[Data entries]
^^^^^^^^^^^^^^^^

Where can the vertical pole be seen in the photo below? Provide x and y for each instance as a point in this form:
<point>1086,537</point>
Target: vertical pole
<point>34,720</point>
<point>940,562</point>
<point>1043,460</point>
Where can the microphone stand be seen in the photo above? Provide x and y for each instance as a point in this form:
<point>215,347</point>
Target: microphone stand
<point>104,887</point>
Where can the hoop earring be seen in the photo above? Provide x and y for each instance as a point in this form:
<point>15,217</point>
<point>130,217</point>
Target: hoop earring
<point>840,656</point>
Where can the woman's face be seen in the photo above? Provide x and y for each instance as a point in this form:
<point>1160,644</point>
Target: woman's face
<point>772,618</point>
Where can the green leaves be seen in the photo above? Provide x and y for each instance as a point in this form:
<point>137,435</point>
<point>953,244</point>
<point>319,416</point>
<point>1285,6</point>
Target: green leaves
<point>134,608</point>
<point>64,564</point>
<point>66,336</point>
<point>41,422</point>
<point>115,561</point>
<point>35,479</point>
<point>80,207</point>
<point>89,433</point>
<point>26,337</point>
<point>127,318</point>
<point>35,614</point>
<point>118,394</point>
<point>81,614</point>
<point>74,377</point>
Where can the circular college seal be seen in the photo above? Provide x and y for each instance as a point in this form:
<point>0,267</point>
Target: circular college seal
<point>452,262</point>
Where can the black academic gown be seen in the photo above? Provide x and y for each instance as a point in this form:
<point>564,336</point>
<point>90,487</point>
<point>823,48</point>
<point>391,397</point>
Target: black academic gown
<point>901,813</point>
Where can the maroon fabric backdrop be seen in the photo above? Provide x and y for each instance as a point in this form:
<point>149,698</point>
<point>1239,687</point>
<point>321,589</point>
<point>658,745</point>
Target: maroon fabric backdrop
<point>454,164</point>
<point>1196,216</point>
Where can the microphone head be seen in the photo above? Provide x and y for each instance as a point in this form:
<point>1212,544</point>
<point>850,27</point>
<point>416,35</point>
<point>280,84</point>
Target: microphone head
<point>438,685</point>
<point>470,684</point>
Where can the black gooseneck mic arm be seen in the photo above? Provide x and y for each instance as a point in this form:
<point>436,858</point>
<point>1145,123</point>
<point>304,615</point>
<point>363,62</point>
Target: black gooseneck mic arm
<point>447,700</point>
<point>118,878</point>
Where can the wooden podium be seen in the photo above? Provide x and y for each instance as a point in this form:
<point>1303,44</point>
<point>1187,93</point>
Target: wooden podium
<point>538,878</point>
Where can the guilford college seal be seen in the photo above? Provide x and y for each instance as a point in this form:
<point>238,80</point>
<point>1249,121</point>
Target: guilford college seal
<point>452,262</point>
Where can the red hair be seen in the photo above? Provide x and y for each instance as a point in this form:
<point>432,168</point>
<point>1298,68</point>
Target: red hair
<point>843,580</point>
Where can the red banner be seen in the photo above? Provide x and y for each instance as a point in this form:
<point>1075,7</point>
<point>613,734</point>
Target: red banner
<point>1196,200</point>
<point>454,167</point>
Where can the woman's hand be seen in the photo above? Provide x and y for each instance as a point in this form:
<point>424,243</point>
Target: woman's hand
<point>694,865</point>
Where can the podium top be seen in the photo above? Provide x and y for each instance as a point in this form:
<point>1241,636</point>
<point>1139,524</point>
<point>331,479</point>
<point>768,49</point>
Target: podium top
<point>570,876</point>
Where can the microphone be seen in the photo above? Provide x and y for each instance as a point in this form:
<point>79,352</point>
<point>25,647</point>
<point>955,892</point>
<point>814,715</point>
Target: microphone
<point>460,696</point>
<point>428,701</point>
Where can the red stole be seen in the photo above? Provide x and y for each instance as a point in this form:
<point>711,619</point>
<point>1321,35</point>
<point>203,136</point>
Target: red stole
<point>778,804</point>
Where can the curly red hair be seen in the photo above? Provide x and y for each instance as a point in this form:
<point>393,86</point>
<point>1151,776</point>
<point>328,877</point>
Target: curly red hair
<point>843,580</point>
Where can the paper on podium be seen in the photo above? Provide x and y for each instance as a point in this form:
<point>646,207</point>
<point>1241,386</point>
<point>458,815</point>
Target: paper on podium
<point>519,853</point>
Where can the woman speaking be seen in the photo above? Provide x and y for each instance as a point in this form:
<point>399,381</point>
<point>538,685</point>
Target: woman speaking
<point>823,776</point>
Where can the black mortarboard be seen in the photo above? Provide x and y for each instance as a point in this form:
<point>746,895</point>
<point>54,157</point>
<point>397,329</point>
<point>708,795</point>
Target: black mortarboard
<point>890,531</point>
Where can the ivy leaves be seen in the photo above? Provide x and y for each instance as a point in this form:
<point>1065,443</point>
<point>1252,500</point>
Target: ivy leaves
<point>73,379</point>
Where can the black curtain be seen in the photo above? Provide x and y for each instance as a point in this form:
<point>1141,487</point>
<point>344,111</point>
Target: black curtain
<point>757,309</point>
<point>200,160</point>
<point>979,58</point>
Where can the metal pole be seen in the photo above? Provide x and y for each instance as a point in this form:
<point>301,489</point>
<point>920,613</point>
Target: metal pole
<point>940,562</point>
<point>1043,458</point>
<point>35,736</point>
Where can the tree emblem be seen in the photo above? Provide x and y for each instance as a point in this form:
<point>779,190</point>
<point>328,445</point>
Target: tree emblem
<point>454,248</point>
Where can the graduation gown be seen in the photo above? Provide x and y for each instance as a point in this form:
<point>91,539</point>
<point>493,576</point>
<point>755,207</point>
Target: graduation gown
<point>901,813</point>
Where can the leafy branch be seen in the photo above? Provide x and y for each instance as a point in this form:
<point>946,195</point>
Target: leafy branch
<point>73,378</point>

^^^^^^^^^^^^^^^^

__Description of the task__
Extract all of the data shown above without alteration.

__Answer to this task__
Where can the vertical pole be seen in the photo below? Provide x and y for each instance as a point in this form:
<point>1086,537</point>
Target: vertical pole
<point>34,720</point>
<point>940,562</point>
<point>1043,460</point>
Where can the microphone stand be seen in the photo above? Provide x and y for each instance as a point in this form:
<point>215,347</point>
Target: microphone stand
<point>104,887</point>
Where can the hoop earring be seen in the photo above? Provide x and y for each instance as a point in this form:
<point>15,217</point>
<point>130,217</point>
Target: hoop earring
<point>840,656</point>
Where can the woman's face be seen in the photo above? Provide x and y for each instance as a point in this form:
<point>1160,644</point>
Target: woman's face
<point>772,618</point>
Where can the green leaves be seen in the photo above? Provide x and y for each instance as a point in this form:
<point>137,435</point>
<point>953,244</point>
<point>319,416</point>
<point>1285,6</point>
Target: green leaves
<point>134,608</point>
<point>64,564</point>
<point>66,336</point>
<point>41,422</point>
<point>115,561</point>
<point>35,479</point>
<point>80,207</point>
<point>89,433</point>
<point>26,337</point>
<point>127,318</point>
<point>35,614</point>
<point>118,394</point>
<point>81,614</point>
<point>74,377</point>
Where can the circular college seal be seen in the photo above? Provide x and y for each instance as a point in this form:
<point>0,267</point>
Target: circular college seal
<point>452,262</point>
Where can the black academic gown be seen in the photo above? Provide x and y for each instance as a point in this form:
<point>564,336</point>
<point>90,487</point>
<point>823,48</point>
<point>391,397</point>
Target: black academic gown
<point>901,813</point>
Where can the maroon fabric backdrop be seen in the photo above? Provide x and y for each instance as a point in this form:
<point>149,698</point>
<point>1239,687</point>
<point>321,589</point>
<point>658,745</point>
Target: maroon fabric backdrop
<point>454,164</point>
<point>1196,216</point>
Where can the microphone head be seen in the photo above? Provide x and y for each instance as a point in this form:
<point>1212,544</point>
<point>850,27</point>
<point>416,35</point>
<point>280,84</point>
Target: microphone head
<point>438,685</point>
<point>470,684</point>
Where can the black gooseneck mic arm be seen in the photo above? Provide x and y for each instance as a point in this form:
<point>436,858</point>
<point>1145,123</point>
<point>304,615</point>
<point>363,62</point>
Target: black gooseneck mic arm
<point>447,700</point>
<point>118,878</point>
Where can the wooden podium be seen in the photo above? Provide x and y for each instance as a point in this form:
<point>1303,44</point>
<point>1187,93</point>
Target: wooden podium
<point>538,878</point>
Where can the guilford college seal be seen in the photo above? Provide x and y for each instance as a point in this form:
<point>238,80</point>
<point>1249,121</point>
Target: guilford college seal
<point>452,262</point>
Where can the red hair be seen in the photo above? Provide x and y for each instance as a point in this form:
<point>432,168</point>
<point>1298,68</point>
Target: red hair
<point>843,580</point>
Where can the red banner be seen in the photo above? Provide x and y for each instance as a point in this form:
<point>1075,7</point>
<point>613,734</point>
Target: red banner
<point>1196,200</point>
<point>454,167</point>
Where can the woman's hand be seen in the photo above? Provide x and y for each instance as a point in this form:
<point>424,243</point>
Target: woman's hand
<point>694,865</point>
Where can the podium top be seen in the photo above? Provide x and y for each instance as a point in this form:
<point>1241,636</point>
<point>1139,524</point>
<point>331,479</point>
<point>768,49</point>
Target: podium top
<point>570,876</point>
Where can the microphone be seen in the photo above? Provide x and y for each instance as a point in this form:
<point>79,352</point>
<point>25,647</point>
<point>955,892</point>
<point>814,715</point>
Target: microphone
<point>460,696</point>
<point>428,701</point>
Where can the red stole be seen in the photo above? Provide x and y for each instance as a point in this form:
<point>711,619</point>
<point>1321,35</point>
<point>203,136</point>
Target: red stole
<point>778,804</point>
Where can the curly red hair be seen in the photo above? Provide x and y for each instance as a point in this form:
<point>393,86</point>
<point>1151,776</point>
<point>328,877</point>
Target: curly red hair
<point>843,580</point>
Where can the paper on podium be seen in the photo above? Provide x and y for each instance as a point in this form:
<point>646,207</point>
<point>1241,386</point>
<point>458,815</point>
Target: paper on podium
<point>519,853</point>
Where can the woman speaking be seen in the photo above? Provide x and y for each instance as a point in this form:
<point>399,381</point>
<point>538,685</point>
Target: woman speaking
<point>823,776</point>
Where can the black mortarboard be seen in the photo above? Provide x and y for each instance as a point in this form:
<point>746,895</point>
<point>54,157</point>
<point>397,329</point>
<point>708,795</point>
Target: black mortarboard
<point>890,531</point>
Where can the ivy leaves be seen in the photo above? Provide x and y for each instance as a point in this form:
<point>1065,443</point>
<point>1252,500</point>
Target: ivy leaves
<point>73,379</point>
Where can the black curtain be seen in the photo above? Provide x and y for each instance as a point in this form:
<point>1141,487</point>
<point>344,111</point>
Target: black curtain
<point>757,309</point>
<point>200,160</point>
<point>979,58</point>
Where can the metal pole be seen in the photo above? Provide x and y for each instance as a point in this form:
<point>301,489</point>
<point>920,613</point>
Target: metal pole
<point>940,562</point>
<point>1043,458</point>
<point>35,736</point>
Where can the tree emblem be seen in the photo above? Provide x and y for each instance as a point in this form:
<point>779,190</point>
<point>328,445</point>
Target: tree emblem
<point>454,248</point>
Where can the graduation gown be seen in the photo above? Provide x and y for each instance as a point in this form:
<point>91,539</point>
<point>493,576</point>
<point>755,207</point>
Target: graduation gown
<point>901,813</point>
Where can the leafy branch be seen in the photo above? Provide x and y for each instance as a point in this form:
<point>946,195</point>
Target: leafy branch
<point>73,378</point>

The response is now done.